++++ Records for processing ++++

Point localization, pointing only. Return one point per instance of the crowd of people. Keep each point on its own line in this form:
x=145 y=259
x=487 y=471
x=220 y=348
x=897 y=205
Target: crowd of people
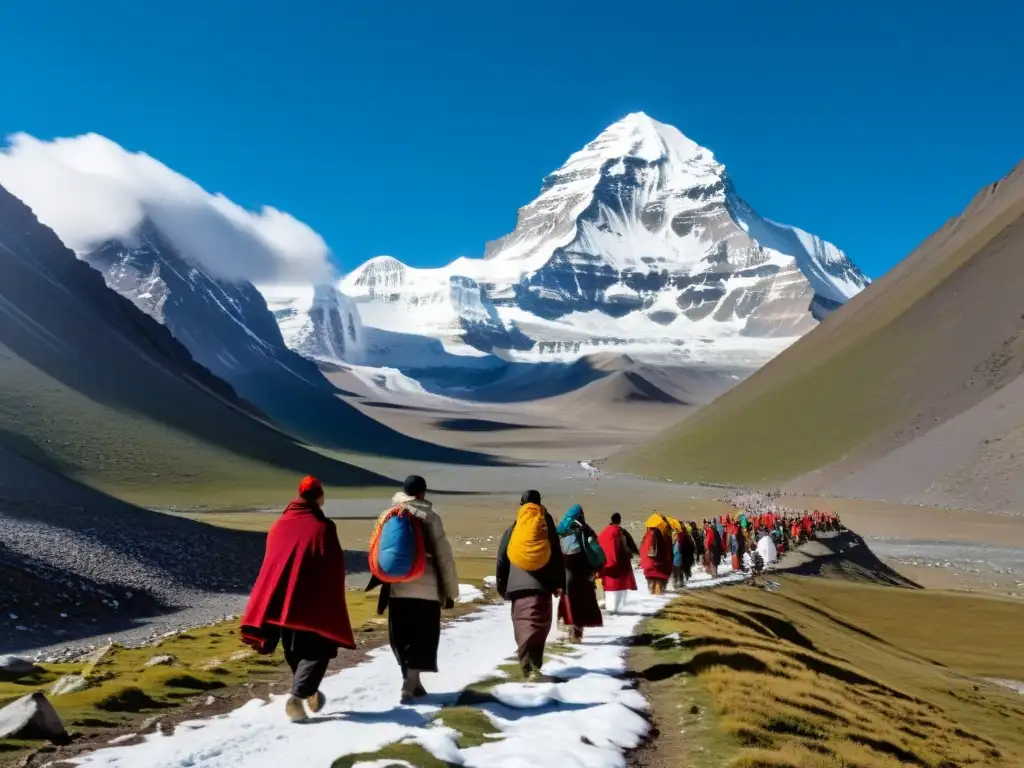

++++

- _Work to complete_:
Could you set out every line of the items above as a numbered list, skipping any blank lines and leaving the pictures out?

- _Task solution_:
1. Point localization, pointing only. Return one point per instance of the crowd of people. Keep each point on its own line in this form:
2. x=145 y=259
3. x=487 y=471
4. x=220 y=348
5. x=897 y=205
6. Target: crowd of people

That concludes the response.